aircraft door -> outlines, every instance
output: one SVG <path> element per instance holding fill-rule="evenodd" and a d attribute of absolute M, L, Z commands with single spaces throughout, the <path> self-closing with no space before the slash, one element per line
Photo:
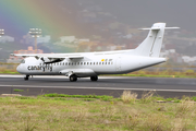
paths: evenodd
<path fill-rule="evenodd" d="M 118 57 L 115 60 L 115 70 L 121 71 L 121 57 Z"/>

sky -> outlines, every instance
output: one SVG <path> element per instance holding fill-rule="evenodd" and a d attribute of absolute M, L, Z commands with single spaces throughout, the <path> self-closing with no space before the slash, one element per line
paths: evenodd
<path fill-rule="evenodd" d="M 0 28 L 7 35 L 22 37 L 30 27 L 40 27 L 49 35 L 79 35 L 89 33 L 75 19 L 79 1 L 85 0 L 0 0 Z M 166 22 L 196 31 L 196 0 L 86 0 L 93 1 L 118 21 L 134 26 L 151 26 Z M 73 11 L 73 12 L 70 12 Z"/>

————————

## SET PROBLEM
Leave out the pictures and give the listing above again exactly.

## TASK ANSWER
aircraft door -> outlines, every instance
output: one SVG <path> element per instance holding fill-rule="evenodd" and a d attribute of absolute M, L, Z commands with single spaces throughout, the <path> self-closing with no space before the slash, one element per line
Photo:
paths: evenodd
<path fill-rule="evenodd" d="M 118 57 L 115 60 L 115 70 L 121 71 L 121 57 Z"/>

sky -> outlines, every instance
output: one SVG <path> element per instance holding fill-rule="evenodd" and a d attribute of absolute M, L, Z commands with single spaces throughout, the <path> self-closing with no space before the slash, one element per line
paths: evenodd
<path fill-rule="evenodd" d="M 0 28 L 7 35 L 22 37 L 30 27 L 40 27 L 49 35 L 79 35 L 89 33 L 75 19 L 79 1 L 85 0 L 0 0 Z M 166 22 L 196 31 L 196 0 L 86 0 L 93 1 L 118 21 L 134 26 L 151 26 Z M 73 11 L 73 12 L 70 12 Z"/>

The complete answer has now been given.